PROBLEM STATEMENT
Each line of the data has to be transcribed exactly.

====

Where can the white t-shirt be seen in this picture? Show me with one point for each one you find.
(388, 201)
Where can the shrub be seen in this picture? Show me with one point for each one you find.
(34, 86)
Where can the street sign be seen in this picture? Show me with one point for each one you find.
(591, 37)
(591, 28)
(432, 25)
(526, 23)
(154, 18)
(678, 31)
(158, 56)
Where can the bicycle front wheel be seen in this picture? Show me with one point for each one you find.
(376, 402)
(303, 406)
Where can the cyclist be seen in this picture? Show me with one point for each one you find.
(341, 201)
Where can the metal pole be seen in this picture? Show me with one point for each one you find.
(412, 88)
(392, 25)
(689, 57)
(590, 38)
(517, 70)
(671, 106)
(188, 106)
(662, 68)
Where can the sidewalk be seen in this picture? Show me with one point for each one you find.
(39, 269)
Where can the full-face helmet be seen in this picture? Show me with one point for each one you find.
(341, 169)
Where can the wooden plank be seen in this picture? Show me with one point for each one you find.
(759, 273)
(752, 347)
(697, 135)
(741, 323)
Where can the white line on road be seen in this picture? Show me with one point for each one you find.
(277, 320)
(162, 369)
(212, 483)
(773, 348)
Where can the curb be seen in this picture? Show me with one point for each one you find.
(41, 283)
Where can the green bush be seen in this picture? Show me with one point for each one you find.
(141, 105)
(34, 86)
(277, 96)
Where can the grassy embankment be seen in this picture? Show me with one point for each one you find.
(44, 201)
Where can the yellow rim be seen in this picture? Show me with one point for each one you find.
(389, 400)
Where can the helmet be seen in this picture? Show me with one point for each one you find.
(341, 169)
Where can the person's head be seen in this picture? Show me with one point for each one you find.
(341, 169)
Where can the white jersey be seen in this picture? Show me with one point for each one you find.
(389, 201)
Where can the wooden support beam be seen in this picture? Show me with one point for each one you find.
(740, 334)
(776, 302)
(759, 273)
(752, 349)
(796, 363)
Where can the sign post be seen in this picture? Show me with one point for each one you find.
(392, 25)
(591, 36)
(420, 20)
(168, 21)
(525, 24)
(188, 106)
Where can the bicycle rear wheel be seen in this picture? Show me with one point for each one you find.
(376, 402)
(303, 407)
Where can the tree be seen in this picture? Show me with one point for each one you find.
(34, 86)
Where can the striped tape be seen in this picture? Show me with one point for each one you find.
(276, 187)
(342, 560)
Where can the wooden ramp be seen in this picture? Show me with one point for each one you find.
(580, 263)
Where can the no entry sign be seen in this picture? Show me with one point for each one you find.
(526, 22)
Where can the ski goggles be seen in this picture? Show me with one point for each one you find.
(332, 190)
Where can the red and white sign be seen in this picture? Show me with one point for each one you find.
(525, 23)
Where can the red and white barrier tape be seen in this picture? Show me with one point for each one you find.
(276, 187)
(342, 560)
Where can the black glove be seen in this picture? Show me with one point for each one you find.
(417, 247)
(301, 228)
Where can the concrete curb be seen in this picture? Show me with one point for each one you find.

====

RESPONSE TO THIS TASK
Where can the white t-shirt be seen in this picture? Show me with one point for each one you find.
(388, 201)
Where can the shrub be seen in this picture? Show me with one point for each one you find.
(34, 86)
Where can the street sign be seen in this picture? Show me with one point for each one you find.
(591, 37)
(591, 28)
(432, 25)
(526, 23)
(154, 18)
(678, 31)
(158, 56)
Where can the bicycle front wheel be seen in this picture? Show me with one point for each one you find.
(376, 402)
(303, 406)
Where can the cyclist be seen in this picture? Show me with one point for each one you find.
(341, 201)
Where can the metal pole be seen in this picture? Show me with one point for each one you find.
(412, 88)
(392, 25)
(689, 57)
(590, 38)
(517, 70)
(671, 106)
(188, 106)
(662, 68)
Where can the sidewalk be seen in this picture? Show me with one point for each one you find.
(39, 269)
Where can the full-face helmet be seen in this picture? Show me with one point for each one you find.
(341, 169)
Where can the wooden plank be seen in this picture? Show me with one point for each one you find.
(759, 273)
(752, 347)
(697, 135)
(741, 323)
Where can the white line on road be seen in this picture? Show me with one point for each one you find.
(277, 320)
(162, 369)
(212, 483)
(773, 348)
Where can the curb be seen in this picture? Show me with one point for each one you find.
(41, 283)
Where can the green bush be seen in this picture? Show me with one point for each one you find.
(141, 105)
(34, 86)
(277, 96)
Where can the grassy embankment be seen in this picture? Show me with one point for each one you find.
(44, 201)
Where can the yellow rim be seen in this picture? Show me with one point for each one you find.
(389, 400)
Where can the helmet be seen in this picture? Show me with one point for each one you find.
(341, 169)
Where can the person's head be seen in this picture? Show me with one point for each one you find.
(341, 169)
Where can the white jersey be seen in this picture? Show me with one point for each one you find.
(389, 201)
Where can the wooden support beam be seen in this picture? Show me with one point for each one you find.
(740, 334)
(776, 302)
(759, 273)
(752, 349)
(796, 363)
Where can the sign post be seen in this picture? Show me with one point for each one you find.
(392, 25)
(591, 36)
(420, 20)
(168, 21)
(525, 24)
(188, 106)
Where can the bicycle rear wheel be seen in this picture? Show me with one point for each one you find.
(376, 402)
(303, 407)
Where can the tree be seen in this picture? Show me with one point for each one you find.
(34, 86)
Where can the striped tape be seen in this picture? Show me with one point for each one you find.
(276, 187)
(342, 560)
Where can the wooden ramp be seen in this picture? Show me with one point for each one you find.
(580, 263)
Where can the no entry sign be seen in this picture? Show me with one point for each one you find.
(526, 22)
Where can the ski goggles be seen in this picture? Show me with one point for each one you find.
(332, 190)
Where can the red and white sign be seen in this picture? Show me with one point for each one you find.
(525, 23)
Where can the red and white barrier tape be seen in this picture? Show me with one point for each one you find.
(276, 187)
(342, 560)
Where can the black glove be seen in this picture? Show me with one point for each one you find.
(417, 247)
(301, 228)
Where can the concrete curb be seen in this picture? Show me with one point for each one you find.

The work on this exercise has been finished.